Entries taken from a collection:
━━━

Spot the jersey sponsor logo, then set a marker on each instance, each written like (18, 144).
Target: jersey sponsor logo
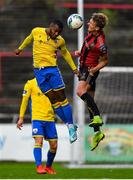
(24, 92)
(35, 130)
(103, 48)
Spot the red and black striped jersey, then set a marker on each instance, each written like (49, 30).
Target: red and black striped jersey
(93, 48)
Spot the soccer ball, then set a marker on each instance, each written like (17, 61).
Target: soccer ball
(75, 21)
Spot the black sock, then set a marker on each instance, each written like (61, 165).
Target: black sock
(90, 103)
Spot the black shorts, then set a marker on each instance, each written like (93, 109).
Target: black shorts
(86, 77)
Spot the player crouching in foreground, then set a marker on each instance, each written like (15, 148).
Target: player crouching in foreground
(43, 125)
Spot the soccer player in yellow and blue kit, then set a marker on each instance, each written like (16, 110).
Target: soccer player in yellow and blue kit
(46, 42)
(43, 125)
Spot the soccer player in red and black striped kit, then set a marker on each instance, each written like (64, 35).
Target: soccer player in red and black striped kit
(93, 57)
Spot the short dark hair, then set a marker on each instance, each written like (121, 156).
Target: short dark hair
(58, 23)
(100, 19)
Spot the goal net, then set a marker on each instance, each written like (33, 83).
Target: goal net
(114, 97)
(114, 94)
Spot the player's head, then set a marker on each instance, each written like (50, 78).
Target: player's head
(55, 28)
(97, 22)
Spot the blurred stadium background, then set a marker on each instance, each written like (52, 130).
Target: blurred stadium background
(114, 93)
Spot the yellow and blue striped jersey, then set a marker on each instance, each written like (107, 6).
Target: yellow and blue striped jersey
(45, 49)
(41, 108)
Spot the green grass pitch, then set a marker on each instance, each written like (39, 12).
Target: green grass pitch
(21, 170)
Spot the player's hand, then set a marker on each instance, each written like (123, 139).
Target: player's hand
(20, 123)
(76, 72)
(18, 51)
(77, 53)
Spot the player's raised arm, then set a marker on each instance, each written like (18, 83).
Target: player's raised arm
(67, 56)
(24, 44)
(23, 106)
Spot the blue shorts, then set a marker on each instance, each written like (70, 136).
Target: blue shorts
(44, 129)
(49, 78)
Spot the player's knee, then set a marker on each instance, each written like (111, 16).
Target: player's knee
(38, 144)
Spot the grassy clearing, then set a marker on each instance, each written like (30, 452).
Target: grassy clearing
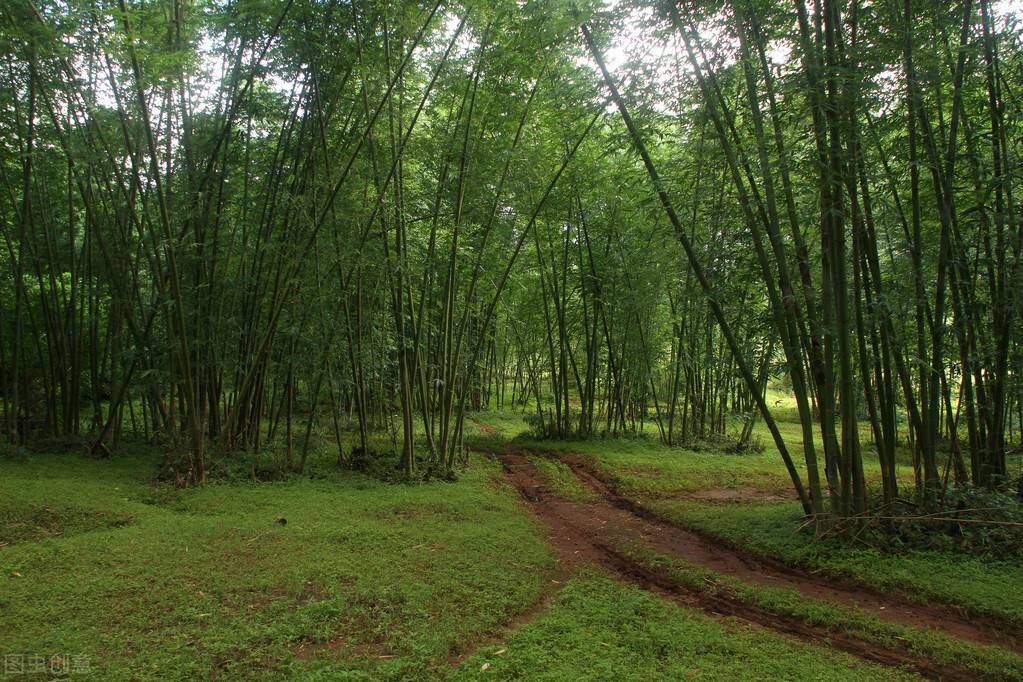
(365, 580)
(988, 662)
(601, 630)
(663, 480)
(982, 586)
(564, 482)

━━━

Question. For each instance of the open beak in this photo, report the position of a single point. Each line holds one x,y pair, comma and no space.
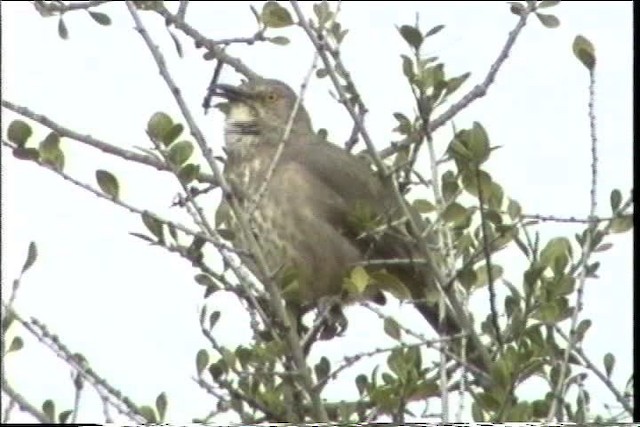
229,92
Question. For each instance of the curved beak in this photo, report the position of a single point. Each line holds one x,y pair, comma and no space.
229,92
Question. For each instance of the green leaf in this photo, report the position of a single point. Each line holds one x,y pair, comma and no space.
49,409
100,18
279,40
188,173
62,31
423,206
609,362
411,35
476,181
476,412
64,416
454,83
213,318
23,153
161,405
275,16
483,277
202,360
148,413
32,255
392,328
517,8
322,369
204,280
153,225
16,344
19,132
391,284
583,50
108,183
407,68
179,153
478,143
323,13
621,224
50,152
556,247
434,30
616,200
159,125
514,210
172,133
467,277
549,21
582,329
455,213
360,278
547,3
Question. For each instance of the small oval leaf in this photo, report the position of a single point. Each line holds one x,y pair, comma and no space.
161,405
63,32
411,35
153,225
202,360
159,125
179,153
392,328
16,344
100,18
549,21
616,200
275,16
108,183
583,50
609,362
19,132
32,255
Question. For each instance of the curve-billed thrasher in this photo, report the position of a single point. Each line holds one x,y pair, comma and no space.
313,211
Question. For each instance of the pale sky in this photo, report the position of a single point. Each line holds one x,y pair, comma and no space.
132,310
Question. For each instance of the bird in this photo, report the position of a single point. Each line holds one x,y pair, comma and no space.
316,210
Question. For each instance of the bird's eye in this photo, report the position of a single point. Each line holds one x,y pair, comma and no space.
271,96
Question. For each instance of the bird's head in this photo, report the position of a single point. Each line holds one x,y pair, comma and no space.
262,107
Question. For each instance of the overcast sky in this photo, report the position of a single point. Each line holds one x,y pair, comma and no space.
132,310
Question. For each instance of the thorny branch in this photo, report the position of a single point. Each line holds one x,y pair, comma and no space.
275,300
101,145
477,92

━━━

Problem to solve: Extract the part of the records that opens with the line containing "Spot the jersey" and closes with the line containing "Spot the soccer player in yellow". Take only those lines, exactly, and no pictures.

Solution for this task:
Spot the jersey sponsor logo, then set a marker on each instance, each written like (18, 144).
Target: jersey sponsor logo
(24, 92)
(35, 130)
(103, 48)
Spot the red and black striped jersey, then set a marker on each instance, each written like (49, 30).
Target: red and black striped jersey
(93, 48)
Spot the soccer ball, then set a marker on each instance, each written like (17, 61).
Target: soccer ball
(75, 21)
Spot the black sock, then set a marker on each instance, each written like (61, 165).
Target: black sock
(90, 103)
Spot the black shorts, then set a marker on each instance, each written like (93, 109).
Target: black shorts
(86, 77)
Spot the player crouching in foreground, then set a marker on each instance, each written like (15, 148).
Target: player crouching in foreground
(43, 125)
Spot the soccer player in yellow and blue kit, then set a marker on each instance, each written like (16, 110).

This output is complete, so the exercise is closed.